• Goal 1
Show every line of the records that contains the string "keys", treating uppercase and lowercase letters as different.

PM: I don’t know if it was intentional or not, but my first step of the interview process was actually meeting with Josh [DeVries, CEO] one on one. And for me, when I’m looking at a potential employer or a new opportunity, it’s definitely the people first, again. I keep coming back to this. But, meeting with Josh, it was very clear what the vision and values and the mission of the company were, and that there are people that are brought into this company and they’re all swimming in the same direction. We’re all moving towards the same North Star. Everybody’s very collaborative, and everybody’s bought into the vision, values, and the mission that Josh clearly articulated from that first call that we had together. After that, I’m focusing on, like I said, the process and the product. And here, there’s massive amounts of competitive advantages. We have a great product market fit. The scalability of our solution is huge. And so for me, it just checked all the right boxes from sort of a process and a product standpoint. 

And then, I’m personally a big fan of the TV show Billions, which I know is somewhat controversial, and I’m just a huge fan of Paul Giamatti and Damien Lewis. [Lewis’] character, Bobby Axelrod, talks about the key aspects of building a business or building a successful business in the show. He talks about being the best in the world at something. He talks about the novelty or the uniqueness of the solution or the user experience, which is ideally patentable, identifying an isolated market segment, and having a branded concept. And to me, Intiveo has all of those things, and right now we’re just currently scaling out a team of extremely talented professionals to help us share this with our customers in the healthcare space. And that was, obviously, massively attractive. Otherwise, I wouldn’t be here right now. Doesn’t that sound like a phenomenal opportunity to you, and why wouldn’t you want to be a part of this.

• Goal 2
Carry on the interview about joining Intiveo, picking up right after its final sentence.

• Records for this task

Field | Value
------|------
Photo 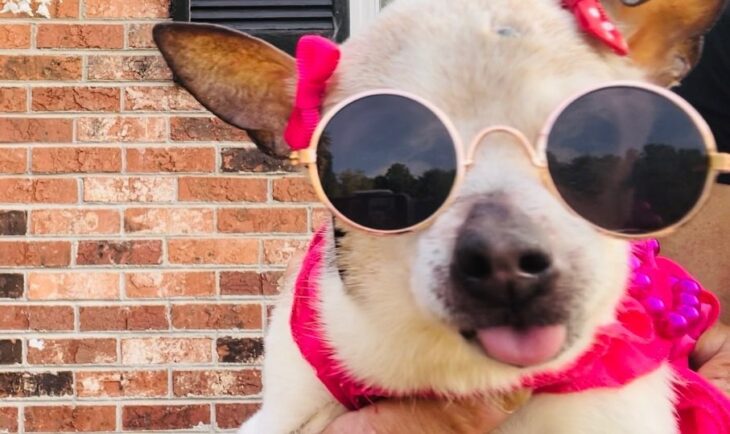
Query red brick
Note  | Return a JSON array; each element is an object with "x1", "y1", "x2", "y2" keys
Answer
[
  {"x1": 0, "y1": 211, "x2": 28, "y2": 235},
  {"x1": 0, "y1": 241, "x2": 71, "y2": 267},
  {"x1": 28, "y1": 272, "x2": 119, "y2": 300},
  {"x1": 76, "y1": 117, "x2": 166, "y2": 142},
  {"x1": 170, "y1": 117, "x2": 250, "y2": 142},
  {"x1": 0, "y1": 178, "x2": 78, "y2": 203},
  {"x1": 0, "y1": 178, "x2": 78, "y2": 203},
  {"x1": 124, "y1": 86, "x2": 203, "y2": 112},
  {"x1": 27, "y1": 339, "x2": 117, "y2": 365},
  {"x1": 127, "y1": 24, "x2": 156, "y2": 48},
  {"x1": 264, "y1": 239, "x2": 309, "y2": 265},
  {"x1": 30, "y1": 209, "x2": 120, "y2": 235},
  {"x1": 124, "y1": 208, "x2": 214, "y2": 234},
  {"x1": 122, "y1": 337, "x2": 213, "y2": 365},
  {"x1": 172, "y1": 369, "x2": 261, "y2": 397},
  {"x1": 0, "y1": 273, "x2": 25, "y2": 298},
  {"x1": 172, "y1": 303, "x2": 262, "y2": 330},
  {"x1": 220, "y1": 271, "x2": 283, "y2": 296},
  {"x1": 127, "y1": 147, "x2": 215, "y2": 173},
  {"x1": 216, "y1": 337, "x2": 264, "y2": 365},
  {"x1": 311, "y1": 207, "x2": 332, "y2": 231},
  {"x1": 0, "y1": 0, "x2": 79, "y2": 18},
  {"x1": 0, "y1": 23, "x2": 30, "y2": 49},
  {"x1": 0, "y1": 371, "x2": 73, "y2": 398},
  {"x1": 0, "y1": 305, "x2": 74, "y2": 331},
  {"x1": 122, "y1": 404, "x2": 210, "y2": 431},
  {"x1": 31, "y1": 86, "x2": 121, "y2": 112},
  {"x1": 273, "y1": 178, "x2": 319, "y2": 202},
  {"x1": 0, "y1": 55, "x2": 81, "y2": 81},
  {"x1": 215, "y1": 403, "x2": 261, "y2": 429},
  {"x1": 86, "y1": 0, "x2": 170, "y2": 18},
  {"x1": 0, "y1": 210, "x2": 28, "y2": 235},
  {"x1": 36, "y1": 24, "x2": 124, "y2": 49},
  {"x1": 0, "y1": 148, "x2": 28, "y2": 174},
  {"x1": 0, "y1": 87, "x2": 28, "y2": 113},
  {"x1": 0, "y1": 407, "x2": 18, "y2": 434},
  {"x1": 25, "y1": 405, "x2": 117, "y2": 432},
  {"x1": 84, "y1": 177, "x2": 175, "y2": 202},
  {"x1": 76, "y1": 240, "x2": 162, "y2": 265},
  {"x1": 178, "y1": 177, "x2": 268, "y2": 202},
  {"x1": 88, "y1": 55, "x2": 172, "y2": 81},
  {"x1": 76, "y1": 371, "x2": 167, "y2": 398},
  {"x1": 32, "y1": 147, "x2": 122, "y2": 173},
  {"x1": 0, "y1": 118, "x2": 73, "y2": 143},
  {"x1": 167, "y1": 239, "x2": 259, "y2": 265},
  {"x1": 221, "y1": 147, "x2": 299, "y2": 173},
  {"x1": 218, "y1": 208, "x2": 307, "y2": 233},
  {"x1": 126, "y1": 271, "x2": 215, "y2": 298},
  {"x1": 79, "y1": 306, "x2": 169, "y2": 332}
]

• Right answer 1
Note  | Return a JSON array; each element is an object with "x1", "y1", "x2", "y2" keys

• Right answer 2
RS: That’s awesome. Yeah. Very similar to me as well. Definitely the start of my journey, joining Intiveo, was meeting Josh for coffee and just getting the enthusiasm and the energy about what he and the team are building. That’s pretty exciting. Okay, so penultimate question here. What’s one bit of advice that you wish somebody had shared with the 20-year-old version of Paul Munro? Doesn’t have to be career related, if you don’t want!

PM: Yeah, that’s fair. I’m just trying to think of an appropriate answer. 20-year-old Paul was definitely a bit of a rebel. But in all seriousness, I think I sort of alluded to it earlier, but – don’t put so much pressure on yourself. Don’t be afraid to put a foot wrong. And ultimately, I think, don’t be afraid to make mistakes. It’s not career-ending if you take a step back sometimes, and let yourself off the hook, and focus on what’s important at the end of the day, really, as long as it’s something that motivates you, makes you happy, and doesn’t come at the expense of others around you – then I think that’s all part of pursuing your passion. And so, I’d like to think I did a lot of that, that ended up getting me to where I am now. But I don’t know if I was thinking about that when I was 20 years old.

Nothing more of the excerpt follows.